> **Work instructions**:
Only an exact retyping of all the entries counts as an answer.

Information supplied: Begin

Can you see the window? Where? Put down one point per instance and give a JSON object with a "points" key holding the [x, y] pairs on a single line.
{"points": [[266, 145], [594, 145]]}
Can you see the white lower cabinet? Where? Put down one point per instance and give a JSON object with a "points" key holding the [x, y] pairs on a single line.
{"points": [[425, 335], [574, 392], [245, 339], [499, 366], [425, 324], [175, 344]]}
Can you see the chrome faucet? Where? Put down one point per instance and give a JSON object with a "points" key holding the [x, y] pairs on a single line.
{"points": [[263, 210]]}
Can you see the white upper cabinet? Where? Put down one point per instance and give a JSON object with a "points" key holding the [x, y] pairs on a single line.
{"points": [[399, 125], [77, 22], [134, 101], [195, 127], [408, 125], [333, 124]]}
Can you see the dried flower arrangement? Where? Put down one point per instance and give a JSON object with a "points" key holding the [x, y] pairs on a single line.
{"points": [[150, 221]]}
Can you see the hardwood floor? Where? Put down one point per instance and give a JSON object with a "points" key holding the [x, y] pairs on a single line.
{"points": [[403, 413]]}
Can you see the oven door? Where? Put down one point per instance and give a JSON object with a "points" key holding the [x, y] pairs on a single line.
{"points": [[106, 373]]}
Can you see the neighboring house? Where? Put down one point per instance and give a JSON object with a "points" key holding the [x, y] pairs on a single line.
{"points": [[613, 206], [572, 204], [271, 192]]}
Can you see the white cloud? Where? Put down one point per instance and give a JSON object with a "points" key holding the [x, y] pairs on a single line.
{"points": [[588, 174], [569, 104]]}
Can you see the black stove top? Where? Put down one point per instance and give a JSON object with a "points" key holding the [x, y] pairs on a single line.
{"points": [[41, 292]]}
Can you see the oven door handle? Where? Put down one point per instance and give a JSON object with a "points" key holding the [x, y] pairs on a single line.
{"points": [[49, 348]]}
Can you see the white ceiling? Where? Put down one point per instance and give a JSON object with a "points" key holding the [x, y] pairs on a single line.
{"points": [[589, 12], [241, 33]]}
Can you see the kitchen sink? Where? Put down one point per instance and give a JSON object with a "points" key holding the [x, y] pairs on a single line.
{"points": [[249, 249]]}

Information supplied: End

> **Result**:
Can you see the window? Where? Put down one point per instance and give a JSON object with a "points" key holding the [x, y] pairs on a single line.
{"points": [[266, 145], [594, 145]]}
Can you see the white lower cabinet? Where? Put down one point per instance and give a JSON object with a "points" key holding the [x, y] pairs on a single line.
{"points": [[425, 335], [574, 392], [245, 339], [499, 366], [425, 324], [175, 344]]}
Can you see the chrome faucet? Where? Put down one point per instance and give a JSON object with a "points" key holding the [x, y] pairs on a single line.
{"points": [[263, 210]]}
Can you see the white upper cabinet? Where? Put down one point per instance and give a JSON object with a "points" key holding the [x, y] pairs on a single line.
{"points": [[399, 125], [77, 22], [134, 101], [195, 127], [408, 125], [333, 124]]}
Can you see the dried flower arrangement? Where? Put down one point per instance and give a JSON object with a "points" key holding the [x, y] pairs on a single line.
{"points": [[150, 221]]}
Can you see the hardwood floor? Where? Put down one point per instance and give a JSON object with a "points" key holding the [x, y] pairs on a single line.
{"points": [[403, 413]]}
Can you see the oven door? Where? Put down one point per instance and give a JSON object with a "points" key holding the [x, y] pairs on a single line.
{"points": [[106, 373]]}
Can you see the neighboring house? Where? Put down one point per instance and give a JSON object with a "points" key holding the [x, y] pairs on a single line.
{"points": [[613, 206], [572, 204], [271, 192]]}
Can you see the white cloud? Where? Put down one point per instance and give a JSON object with a "points" key holding the [x, y] pairs on a single line.
{"points": [[588, 174], [569, 104]]}
Can you see the black stove top? Where? Put down one point per instance and give a JSON object with a "points" key holding the [x, y] pairs on a single line.
{"points": [[41, 292]]}
Can you see the oven door handle? Where? Put down one point per instance and give a JSON object with a "points" key holding the [x, y] pairs on a single line.
{"points": [[49, 348]]}
Can you see the white ceiling? Where? Put down one point per instance and give a JSON object with a "points" key holding the [x, y] pairs on a single line.
{"points": [[589, 12], [241, 33]]}
Can you see the kitchen sink? Where? Put down one point per instance and give a JSON object with a "points" key holding the [x, y] pairs on a single line.
{"points": [[249, 249]]}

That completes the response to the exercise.